--- START TASK DATA ---
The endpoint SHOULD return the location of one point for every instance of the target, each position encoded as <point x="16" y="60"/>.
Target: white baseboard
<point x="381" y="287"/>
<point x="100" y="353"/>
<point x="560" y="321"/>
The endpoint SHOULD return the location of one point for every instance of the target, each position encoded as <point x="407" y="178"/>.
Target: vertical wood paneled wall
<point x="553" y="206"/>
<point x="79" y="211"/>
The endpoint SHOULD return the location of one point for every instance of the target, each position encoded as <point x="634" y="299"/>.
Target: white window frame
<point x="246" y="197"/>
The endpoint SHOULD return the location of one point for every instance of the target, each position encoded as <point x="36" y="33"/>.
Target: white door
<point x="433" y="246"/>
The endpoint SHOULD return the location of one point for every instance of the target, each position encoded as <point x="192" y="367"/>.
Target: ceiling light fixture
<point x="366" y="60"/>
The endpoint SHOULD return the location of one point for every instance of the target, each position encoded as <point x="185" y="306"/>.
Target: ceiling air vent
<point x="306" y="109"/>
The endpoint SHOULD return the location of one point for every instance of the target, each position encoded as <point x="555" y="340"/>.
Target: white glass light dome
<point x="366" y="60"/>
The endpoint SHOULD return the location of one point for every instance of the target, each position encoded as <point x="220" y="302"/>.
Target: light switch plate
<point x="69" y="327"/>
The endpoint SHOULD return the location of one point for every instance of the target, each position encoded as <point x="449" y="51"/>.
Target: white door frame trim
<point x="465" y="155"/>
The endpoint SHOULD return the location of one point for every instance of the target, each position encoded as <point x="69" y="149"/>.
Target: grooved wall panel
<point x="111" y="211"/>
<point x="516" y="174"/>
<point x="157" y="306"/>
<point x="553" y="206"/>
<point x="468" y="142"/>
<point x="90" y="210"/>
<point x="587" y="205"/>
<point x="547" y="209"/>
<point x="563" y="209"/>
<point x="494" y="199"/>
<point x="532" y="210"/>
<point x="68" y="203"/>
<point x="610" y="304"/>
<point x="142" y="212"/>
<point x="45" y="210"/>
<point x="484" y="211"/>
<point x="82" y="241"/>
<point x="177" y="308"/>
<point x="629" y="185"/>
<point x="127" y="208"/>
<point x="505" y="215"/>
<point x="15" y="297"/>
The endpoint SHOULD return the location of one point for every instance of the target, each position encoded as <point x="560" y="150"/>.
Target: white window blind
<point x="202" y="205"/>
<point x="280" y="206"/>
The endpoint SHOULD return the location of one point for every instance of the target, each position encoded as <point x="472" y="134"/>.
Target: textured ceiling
--- END TASK DATA ---
◆ **EXERCISE AIM**
Return the listing above in its exact form.

◆ **FULL SOLUTION**
The endpoint SHOULD return the location of one point for every instance of the target, each position encoded as <point x="16" y="60"/>.
Target: white baseboard
<point x="381" y="287"/>
<point x="100" y="353"/>
<point x="560" y="321"/>
The endpoint SHOULD return the location of one point for every instance of the target, each position encoded as <point x="407" y="178"/>.
Target: vertical wood paneled wall
<point x="553" y="206"/>
<point x="79" y="211"/>
The endpoint SHOULD return the location of one point for every instance of the target, each position encoded as <point x="634" y="299"/>.
Target: white window frame
<point x="246" y="197"/>
The endpoint SHOULD return the location of one point for every instance of the target, each position encoded as <point x="36" y="33"/>.
Target: white door
<point x="433" y="246"/>
The endpoint SHOULD return the location of one point for every instance of the target, each position encoded as <point x="192" y="367"/>.
Target: ceiling light fixture
<point x="366" y="60"/>
The endpoint SHOULD return the location of one point for every instance of the target, each position encoded as <point x="185" y="306"/>.
Target: ceiling air vent
<point x="306" y="109"/>
The endpoint SHOULD return the location of one point for every instance of the target, each position encoded as <point x="555" y="340"/>.
Target: white glass light dome
<point x="366" y="60"/>
The endpoint SHOULD return the location of one point for every instance of the target, each position encoded as <point x="220" y="302"/>.
Target: light switch plate
<point x="69" y="327"/>
The endpoint SHOULD return the location of one point for every instance of the target, each position encoded as <point x="449" y="51"/>.
Target: white door frame trim
<point x="465" y="155"/>
The endpoint SHOULD return the location of one point for every instance of the target, each position encoded as <point x="69" y="149"/>.
Target: grooved wall panel
<point x="111" y="211"/>
<point x="516" y="174"/>
<point x="157" y="306"/>
<point x="553" y="206"/>
<point x="468" y="142"/>
<point x="90" y="210"/>
<point x="587" y="205"/>
<point x="547" y="209"/>
<point x="563" y="209"/>
<point x="494" y="199"/>
<point x="532" y="210"/>
<point x="68" y="203"/>
<point x="610" y="304"/>
<point x="142" y="212"/>
<point x="45" y="210"/>
<point x="484" y="211"/>
<point x="82" y="241"/>
<point x="177" y="308"/>
<point x="629" y="185"/>
<point x="127" y="208"/>
<point x="505" y="215"/>
<point x="15" y="297"/>
The endpoint SHOULD return the location of one point for every instance of the target, each position encoded as <point x="560" y="150"/>.
Target: white window blind
<point x="202" y="205"/>
<point x="280" y="206"/>
The endpoint SHOULD return the location of one point for every instance of the target, each position encoded as <point x="472" y="134"/>.
Target: textured ceiling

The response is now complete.